■ **TO DO**
A verbatim copy of the listing is needed; pictures are to be left out.

■ **INPUT FOR THIS TASK**

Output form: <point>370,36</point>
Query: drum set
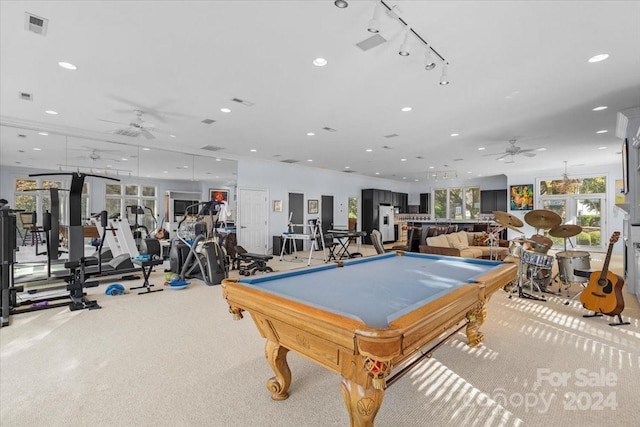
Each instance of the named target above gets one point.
<point>532,254</point>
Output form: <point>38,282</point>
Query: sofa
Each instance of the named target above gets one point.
<point>465,244</point>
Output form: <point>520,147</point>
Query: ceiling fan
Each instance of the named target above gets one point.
<point>513,150</point>
<point>136,127</point>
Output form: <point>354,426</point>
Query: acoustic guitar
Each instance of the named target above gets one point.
<point>603,294</point>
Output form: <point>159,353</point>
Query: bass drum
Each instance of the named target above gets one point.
<point>571,260</point>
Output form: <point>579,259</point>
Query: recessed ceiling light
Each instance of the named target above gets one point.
<point>67,65</point>
<point>598,58</point>
<point>319,62</point>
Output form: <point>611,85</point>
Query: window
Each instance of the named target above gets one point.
<point>123,199</point>
<point>457,203</point>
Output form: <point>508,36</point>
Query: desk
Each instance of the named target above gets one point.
<point>345,237</point>
<point>363,317</point>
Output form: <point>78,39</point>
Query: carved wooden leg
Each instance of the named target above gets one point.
<point>362,403</point>
<point>277,357</point>
<point>476,319</point>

■ **TASK ANSWER**
Output form: <point>370,36</point>
Query: drum set
Each instance of the named target above gets one point.
<point>532,254</point>
Output form: <point>38,282</point>
Query: sofa
Each instance of the named target above gets one point.
<point>465,244</point>
Output form: <point>520,147</point>
Query: ceiling fan
Each instance of the named target above gets one point.
<point>513,150</point>
<point>136,127</point>
Output form: <point>354,426</point>
Query: acoustic guitar
Each instance of the named target above gets one point.
<point>603,294</point>
Output form: <point>159,353</point>
Query: bass drum
Each instance of the named target above gets one point.
<point>571,260</point>
Output form: <point>579,259</point>
Query: recessed ceiling light
Each instance of the named target above gets one point.
<point>67,65</point>
<point>598,58</point>
<point>319,62</point>
Output form: <point>611,85</point>
Query: window
Each instance of the named target above gets one point.
<point>123,199</point>
<point>457,203</point>
Output form: <point>508,36</point>
Query: desk
Each instance of the named target above gets one point.
<point>345,237</point>
<point>363,317</point>
Output form: <point>78,39</point>
Query: carved wooden leg
Each instance of the named target above gets one point.
<point>362,403</point>
<point>277,357</point>
<point>476,319</point>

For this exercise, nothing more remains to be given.